Your objective: Each line below must be written out exactly as shown.

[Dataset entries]

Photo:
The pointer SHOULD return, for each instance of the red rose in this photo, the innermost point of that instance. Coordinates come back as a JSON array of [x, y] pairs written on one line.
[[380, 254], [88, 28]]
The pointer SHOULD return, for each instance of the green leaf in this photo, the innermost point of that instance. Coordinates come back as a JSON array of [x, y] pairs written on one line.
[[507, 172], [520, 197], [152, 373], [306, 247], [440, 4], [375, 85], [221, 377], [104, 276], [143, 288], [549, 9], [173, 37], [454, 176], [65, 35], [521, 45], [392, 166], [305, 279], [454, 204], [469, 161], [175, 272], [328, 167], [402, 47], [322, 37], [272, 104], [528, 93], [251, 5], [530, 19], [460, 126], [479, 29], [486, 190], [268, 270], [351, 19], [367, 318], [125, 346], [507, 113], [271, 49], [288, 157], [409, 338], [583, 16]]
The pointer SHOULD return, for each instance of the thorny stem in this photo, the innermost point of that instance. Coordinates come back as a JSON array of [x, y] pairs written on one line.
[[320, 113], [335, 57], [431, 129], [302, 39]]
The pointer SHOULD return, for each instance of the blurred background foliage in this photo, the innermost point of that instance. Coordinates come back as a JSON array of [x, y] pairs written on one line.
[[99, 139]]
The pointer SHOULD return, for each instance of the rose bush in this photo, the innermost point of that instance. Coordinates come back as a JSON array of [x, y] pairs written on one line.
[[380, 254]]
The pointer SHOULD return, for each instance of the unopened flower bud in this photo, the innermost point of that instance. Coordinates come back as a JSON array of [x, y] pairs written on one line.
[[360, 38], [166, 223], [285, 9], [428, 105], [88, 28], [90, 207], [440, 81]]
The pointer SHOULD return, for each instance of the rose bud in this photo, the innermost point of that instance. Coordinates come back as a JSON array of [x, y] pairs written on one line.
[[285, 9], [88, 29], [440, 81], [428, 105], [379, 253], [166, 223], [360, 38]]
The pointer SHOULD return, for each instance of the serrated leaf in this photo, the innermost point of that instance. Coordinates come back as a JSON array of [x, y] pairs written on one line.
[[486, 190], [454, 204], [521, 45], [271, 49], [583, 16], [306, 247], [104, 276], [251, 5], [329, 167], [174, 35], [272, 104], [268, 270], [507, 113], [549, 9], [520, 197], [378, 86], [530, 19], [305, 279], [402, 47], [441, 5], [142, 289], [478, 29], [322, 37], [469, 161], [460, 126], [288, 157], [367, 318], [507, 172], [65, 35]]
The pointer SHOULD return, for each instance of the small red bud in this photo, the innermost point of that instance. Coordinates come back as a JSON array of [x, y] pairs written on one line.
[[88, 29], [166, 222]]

Finished exercise:
Photo:
The pointer SHOULD return, for each instance of the red rose in this photo, the innermost point of that instance. Coordinates come back as a JSON array of [x, y] pairs written on one line.
[[380, 254], [88, 28]]
The pointer SHOULD return, for each instance of the green leaf in this photo, the innermost point of that instance. Coordinates come back as a JSON array of [x, y] pairs written on one line.
[[507, 172], [520, 197], [152, 373], [306, 247], [440, 4], [375, 85], [221, 377], [104, 276], [143, 288], [549, 9], [173, 37], [454, 176], [65, 35], [521, 45], [392, 166], [305, 279], [454, 204], [469, 161], [175, 272], [328, 167], [402, 47], [322, 37], [272, 104], [528, 93], [251, 5], [530, 19], [460, 126], [479, 29], [486, 190], [268, 270], [351, 19], [367, 318], [125, 346], [507, 113], [271, 49], [288, 157], [409, 338], [583, 16]]
The pointer SHOULD return, for each instance of the thorny stem in this photo, the innermost point of that instance. Coordinates come back as a JSON array of [x, y] pairs written on one line.
[[320, 113], [335, 57], [431, 129], [302, 39]]
The pointer SHOULD return, for each instance of the blurred background foliage in this photo, the innermost point of that instance. Coordinates come back as a JSON array of [x, y] pairs written on one line.
[[99, 139]]
The pointer SHOULD return, for each instance of the rose bush in this photo, the innermost point of that instance. Coordinates come back as a JSON array of [x, y] pairs written on one line.
[[380, 254]]
The pointer SHOULD return, for each instance of the unopened flower bud in this photo, the innermost point of that instance. Coordinates come back as a JSON array of [x, y] pairs written on one line.
[[360, 38], [166, 223], [285, 9], [428, 105], [88, 28], [90, 207], [440, 81]]
The pointer SHOULD return, for each instance of the rose bud in this photo, the innermost point of that instance. Coordinates come back as a JSON array of [x, y] pairs written on one line.
[[285, 9], [88, 29], [440, 81], [428, 105], [379, 253], [166, 223], [360, 38]]
The pointer SHOULD return, for each instance of the serrated leaf in this photo, the innermost point of that instance. Coordinates come back as a JSON array of [x, y] pairs written on one line.
[[486, 190], [454, 204], [521, 45], [271, 49], [583, 16], [306, 247], [104, 276], [251, 5], [329, 167], [174, 35], [272, 104], [268, 270], [507, 113], [549, 9], [520, 197], [378, 86], [530, 19], [305, 279], [402, 47], [441, 5], [142, 289], [478, 29], [322, 37], [469, 161], [460, 126], [288, 157], [367, 318], [507, 172], [65, 35]]
The pointer SHOULD return, for each instance of the small red bud in this photo, the innermost point of that instance. Coordinates come back as a JSON array of [x, y] pairs written on one line.
[[88, 29], [166, 222]]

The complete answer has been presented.